- _EXTRACTED TEXT_:
May 24, 2013 | 04:00 AM (BD Time)

24 May, 2013 Friday

Breaking News:

Memoirs of Vincent Van Gogh’s stay in Auvers-sur-Oise


Adeline Ravoux :

Vincent Van Gogh arrived at our place at the end May 1890; I cannot be more specific on the date from memory. It is claimed that before this he stayed briefly at the hotel Saint Aubin when he arrived in Auvers, but I never heard him speak of it. You have been able to see the small bedroom that he lived in with us, on the second floor, the room whose door faces the staircase. Having gone to Auvers on May 7 last, I rectified errors that the current manager made on this subject, with respect to the bedroom on the first floor that he had never occupied. The room in the lobby where he painted (the ‘artists room’ as we had called it) still exists, although reduced by a corridor. I have given an account of my trip to Auvers, which was published in Les Nouvelles Litteraires of August 12, 1954.
Of his dress, I remember only a blue drill jacket, shorter than an ordinary jacket, which he wore constantly. He did not wear either collar or tie. For headgear, he wore a felt hat with large flaps, and when the sun shone a straw hat like those worn by gardeners or fishermen. Overall his appearance was neglected.
He was a man of good build, one shoulder slightly leaning on the side of his wounded ear, a very penetrating glance, gentle and calm, but not a very communicative character. When one spoke to him, he always replied with an agreeable smile. He spoke French very correctly, hunting a bit for his words. He never drank alcohol. I insist on this point. The day of his suicide, he was not in the least intoxicated, as some claim. When I later learnt that he had been interned in an asylum for lunatics in the Midi, I was very surprised, as he always appeared calm and gentle in Auvers. He was well respected at our place. We called him familiarly ‘Monsieur Vincent’. He never mixed with the clients of the cafe.
He took his meals with our two other boarders, who were Tommy Hirschig (who we called familiarly Tom) and Martinez de Valdivielse. Tommy Hirschig was a Dutch painter, to me he seemed twenty-three or twenty - four years old; he arrived at ours a bit after Van Gogh. He knew very little French and long continued to speak it badly, with vocabulary mistakes that provoked foolish laughter. He was a bright lad, not much of a worker, more preoccupied with beautiful girls than painting.
His relationship with Vincent seemed to have been superficial. It was difficult to follow their conversation, because they spoke in Dutch. Vincent did not seem to take him very seriously. Hirschig left our house in Auvers a short while after the death of Van Gogh. I think, for my part, that it was our low rent (3,50 Francs per day) that attracted Van Gogh to us. In any case, it certainly was not Dr Gachet who bought him. We had no relationship with this physician, who I had never seen at our place before the death of Vincent.

[Extracted records]
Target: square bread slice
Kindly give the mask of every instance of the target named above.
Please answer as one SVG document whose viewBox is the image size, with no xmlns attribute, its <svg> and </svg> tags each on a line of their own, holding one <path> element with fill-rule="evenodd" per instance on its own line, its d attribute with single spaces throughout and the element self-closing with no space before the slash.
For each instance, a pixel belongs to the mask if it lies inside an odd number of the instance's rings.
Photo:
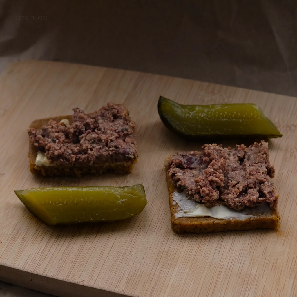
<svg viewBox="0 0 297 297">
<path fill-rule="evenodd" d="M 246 219 L 233 218 L 218 219 L 210 217 L 176 217 L 175 214 L 181 209 L 173 200 L 172 195 L 175 192 L 180 192 L 183 190 L 177 187 L 168 174 L 171 156 L 164 162 L 169 194 L 169 202 L 171 214 L 172 230 L 177 233 L 192 232 L 198 233 L 219 232 L 230 230 L 245 230 L 262 228 L 275 228 L 279 226 L 279 215 L 277 208 L 271 210 L 270 213 L 259 214 L 254 217 Z"/>
<path fill-rule="evenodd" d="M 91 115 L 93 113 L 90 113 L 86 115 Z M 72 116 L 62 116 L 36 120 L 31 123 L 29 128 L 33 128 L 37 130 L 41 130 L 42 126 L 46 125 L 50 120 L 53 120 L 59 123 L 64 119 L 68 120 L 71 124 Z M 131 172 L 133 164 L 137 162 L 138 159 L 136 156 L 133 159 L 130 161 L 126 160 L 117 162 L 105 162 L 91 165 L 77 166 L 66 164 L 50 166 L 37 166 L 35 164 L 37 153 L 37 150 L 34 147 L 34 143 L 30 139 L 28 153 L 30 170 L 34 174 L 45 176 L 68 176 L 79 178 L 86 174 L 98 175 L 107 173 L 119 174 L 129 173 Z"/>
</svg>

- _GIVEN TASK A_:
Reproduce the extracted entries unchanged, from their first line through the line that contains "246 219 L 233", leaving out the pictures.
- _GIVEN TASK B_:
Pick up the memoir of Van Gogh's stay in Auvers-sur-Oise right after its final sentence and keep writing it.

- _REPLY A_:
Target: square bread slice
Kindly give the mask of every instance of the target named above.
Please answer as one SVG document whose viewBox is the image size, with no xmlns attribute, its <svg> and </svg> tags each on a line of their own, holding one <path> element with fill-rule="evenodd" per instance on its own line, its d attribute with single spaces throughout and the element self-closing with no space before the slash.
For each instance, a pixel belongs to the mask if it lies inside an odd number of the instance's rings.
Photo:
<svg viewBox="0 0 297 297">
<path fill-rule="evenodd" d="M 246 219 L 233 218 L 218 219 L 210 217 L 176 217 L 175 214 L 181 209 L 173 200 L 172 195 L 175 192 L 180 192 L 183 190 L 177 187 L 168 174 L 171 156 L 164 162 L 169 194 L 169 202 L 171 214 L 172 230 L 177 233 L 192 232 L 198 233 L 219 232 L 230 230 L 245 230 L 262 228 L 275 228 L 279 226 L 279 215 L 277 208 L 271 210 L 270 213 L 259 214 L 254 217 Z"/>

- _REPLY B_:
Martinez de Valdivielse was a Spanish watercolourist exiled from his homeland for his carlist opinions. He received large subsidies from his family. Martinez had a house in Auvers and only took his meals with us. He was a great handsome man with a long grizzled brown beard, with a profile as on a medal. Very vibrant and nervous, he strode the house from one end to the other. He expressed himself very well in French and was happy to speak to Father, whom he well respected. The first time that he saw a canvas of Van Gogh, with his usual fire he cried: “What pig made that?” Vincent, standing behind his easel replied with his ordinary calm: “It is me, Monsieur.” This is how they met one another.
They hit it off quite well and had long moving conversations, especially on art and artists that they knew, one expressing himself with fire and enthusiasm, the other with calm. I do not think that Martinez really appreciated the painting of Van Gogh. Vincent does not in speak of him in his letters, at least in those that have been bought to public knowledge. In the Van Gogh correspondence, he does not name Dr Gachet among his relationships. But I believe that the legend that suggests that Vincent went to dinner there every Sunday and Monday is probably false, or at least strongly exaggerated, because I have no memory of repeated absences of M Vincent at mealtimes which he regularly took with us. In fact, I am persuaded that there were no intimate relationships between the doctor and the artist. That is a problem on which scholars will have to work.
The menu was that served during the period in restaurants: meat, vegetables, salad and dessert. I do not remember M Vincent having any food preference. He never refused a dish. He was not a difficult boarder. The question of religion was never raised in our house. We never saw Vincent Van Gogh either in church or at the priests'. I never knew any Protestants in Auvers. Vincent did not visit anybody in the village, to the best of my knowledge. He had few conversations with us. Father, who had been established in Auvers only a few months before the arrival of Vincent, was then forty - two years old. He did not hold a conversation on art and did not discuss with him any material questions.
On the other hand, Vincent had attached himself to my little sister Germaine (today Guilloux, who lives with me). She was then a baby; two years old. Every evening, following the meal, he took her on his knees, and drew The Sandman for her on a slate: a horse harnessed to a cart, in which the sandman stood upright, throwing sand by the handful. Following this the little girl kissed everyone and went to bed.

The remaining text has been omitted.